§ **Problem description**
Please gather every line below that contains the word "pillow" and copy each of those lines out in full.

§ **Data listing**
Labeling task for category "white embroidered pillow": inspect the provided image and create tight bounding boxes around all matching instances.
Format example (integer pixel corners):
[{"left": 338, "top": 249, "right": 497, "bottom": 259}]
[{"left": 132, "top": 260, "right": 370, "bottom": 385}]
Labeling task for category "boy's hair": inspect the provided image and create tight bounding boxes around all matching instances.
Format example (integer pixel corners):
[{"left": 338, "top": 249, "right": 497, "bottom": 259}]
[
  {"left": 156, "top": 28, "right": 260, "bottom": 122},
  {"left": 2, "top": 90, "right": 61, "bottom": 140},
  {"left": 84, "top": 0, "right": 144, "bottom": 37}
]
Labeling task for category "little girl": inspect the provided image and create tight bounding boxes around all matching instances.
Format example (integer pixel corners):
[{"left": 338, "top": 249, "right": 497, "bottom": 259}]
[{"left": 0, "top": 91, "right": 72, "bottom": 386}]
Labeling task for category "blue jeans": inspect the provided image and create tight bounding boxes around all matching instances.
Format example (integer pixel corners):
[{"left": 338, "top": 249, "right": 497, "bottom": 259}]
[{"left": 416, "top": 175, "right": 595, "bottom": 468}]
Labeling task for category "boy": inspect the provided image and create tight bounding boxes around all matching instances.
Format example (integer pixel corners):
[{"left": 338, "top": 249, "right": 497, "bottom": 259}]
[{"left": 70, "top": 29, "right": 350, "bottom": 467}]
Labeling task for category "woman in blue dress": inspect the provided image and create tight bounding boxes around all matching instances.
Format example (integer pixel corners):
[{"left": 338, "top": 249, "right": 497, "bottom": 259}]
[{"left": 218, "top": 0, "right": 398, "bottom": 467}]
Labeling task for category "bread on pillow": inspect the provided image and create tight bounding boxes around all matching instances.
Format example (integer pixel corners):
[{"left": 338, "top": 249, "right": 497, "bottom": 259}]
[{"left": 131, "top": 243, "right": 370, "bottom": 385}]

§ **Full answer**
Labeling task for category "white embroidered pillow": inspect the provided image and create tight bounding boxes around all matching instances.
Labeling task for category "bread on pillow": inspect the provided image and create tight bounding boxes around all matching instances.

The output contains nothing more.